====== Data entries

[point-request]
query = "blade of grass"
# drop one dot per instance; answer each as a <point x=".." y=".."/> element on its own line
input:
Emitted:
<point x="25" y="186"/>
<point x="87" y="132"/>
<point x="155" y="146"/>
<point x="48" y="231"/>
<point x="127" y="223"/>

============

- To do
Copy every line of the records above, requests included, and scale each x and y coordinate in the answers by 1.45, rounding to the nearest whole number with halves going up. Leave the request lines unchanged.

- Exercise solution
[point-request]
query = "blade of grass"
# drop one dot per instance; answer each as a <point x=".." y=".."/> element on its own line
input:
Emitted:
<point x="36" y="270"/>
<point x="126" y="191"/>
<point x="225" y="212"/>
<point x="70" y="335"/>
<point x="184" y="323"/>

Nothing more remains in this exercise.